> [Consigne 1]: D'après l'entretien consacré à Code41, combien d'employés compte l'entreprise ?
> [Consigne 2]: Reproduisez à l'identique le passage de l'entretien consacré à Code41 compris entre « Vous ne produisez » et « pas encore décidé. », bornes incluses.
> [Consigne 3]: Poursuivez l'entretien consacré à Code41 à partir de sa dernière phrase.
──────── Extrait du texte
Vous ne produisez pas directement de montres mais travaillez avec des sous-traitants. Qui fera le mouvement de cette pièce?
Nous avons fait des appels d’offres à plusieurs manufactures mais nous n’avons pas encore décidé.
Code41 en chiffres, cela donne quoi aujourd’hui?
Nous avons une communauté de 500 000 personnes, dont 50 000 sont réellement actives (votent pour des produits par exemple) et 19 000 qui sont clientes. Nous sommes 24 employés (vidéastes, call-center, marketing digital, suivi de la production, design, etc.) pour environ 8 millions de francs de chiffre d’affaires annuel. Au total nous avons vendu 25 000 montres avec un très faible taux de retour (3%). Nous faisons entre 50 et 60% de marge brute (5-8% de marge nette).
Vous avez donc manifestement des clients qui achètent plusieurs montres… Connaissez-vous bien votre communauté?
La plupart de nos clients achètent une montre ou deux, pas plus. Mais certains (un noyau de mille personnes) sont des collectionneurs qui veulent toutes les avoir. Les 18 000 autres aiment simplement l’horlogerie et apprécient surtout de participer au développement des produits. En proportion, ils sont surtout Suisses (15%) mais également Allemands, Français, Italiens ou Britanniques.
────────────────
──────── Données présentées
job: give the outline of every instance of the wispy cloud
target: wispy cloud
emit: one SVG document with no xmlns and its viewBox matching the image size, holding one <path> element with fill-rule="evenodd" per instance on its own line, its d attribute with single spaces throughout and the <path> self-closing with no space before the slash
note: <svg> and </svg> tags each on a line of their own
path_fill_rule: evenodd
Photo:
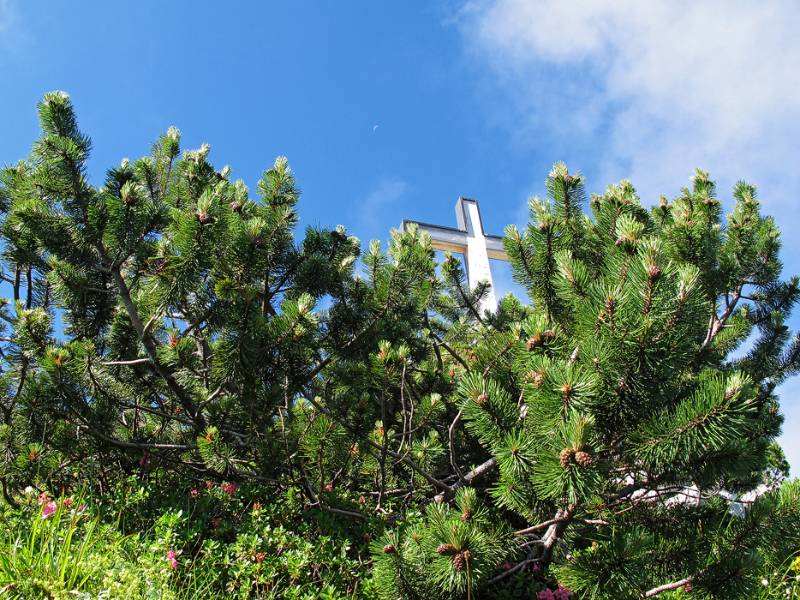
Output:
<svg viewBox="0 0 800 600">
<path fill-rule="evenodd" d="M 408 184 L 398 177 L 379 181 L 357 205 L 357 234 L 383 239 L 387 220 L 396 222 L 394 227 L 399 227 L 402 220 L 400 200 L 407 191 Z"/>
<path fill-rule="evenodd" d="M 796 2 L 477 0 L 456 23 L 512 143 L 583 161 L 570 166 L 594 191 L 631 179 L 647 203 L 695 167 L 722 200 L 746 179 L 781 226 L 787 270 L 800 270 Z M 795 390 L 782 388 L 782 442 L 797 469 Z"/>
<path fill-rule="evenodd" d="M 758 180 L 779 210 L 800 191 L 794 2 L 499 0 L 468 4 L 459 22 L 520 139 L 591 142 L 599 176 L 650 198 L 695 166 Z"/>
</svg>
────────────────
> [Réponse attendue 1]: 24 employés.

> [Réponse attendue 2]:
Vous ne produisez pas directement de montres mais travaillez avec des sous-traitants. Qui fera le mouvement de cette pièce?
Nous avons fait des appels d’offres à plusieurs manufactures mais nous n’avons pas encore décidé.

> [Réponse attendue 3]:
Pas Américains ni Chinois?
Un tout petit peu aux Etats-Unis, mais rien en Chine. Nous n’avons pas communiqué là-bas. Développer un nouveau marché demande beaucoup de temps, d’énergie et d’argent. Nous préférons aller petit à petit, un marché après l’autre.
A votre lancement, vous ambitionniez de «bousculer la fourmilière horlogère». Cinq ans plus tard, estimez-vous avoir accompli cette mission?
Sans prétention, je pense qu’on peut dire oui. Déjà car beaucoup de jeunes marques nous imitent, font les choses par chapitres, par précommande, expliquent leurs démarches, exactement comme nous. Mais aussi car il y a cinq ans, l’horlogerie suisse n’existait presque pas en ligne. Je pense que l’on a prouvé que l’on pouvait faire un projet sérieux – et gagner de l’argent – uniquement sur internet, sans boutiques.
Audemars Piguet a lancé Code 11.59 en 2019, un nom qui ressemble à Code41. N’y a-t-il pas eu de frictions?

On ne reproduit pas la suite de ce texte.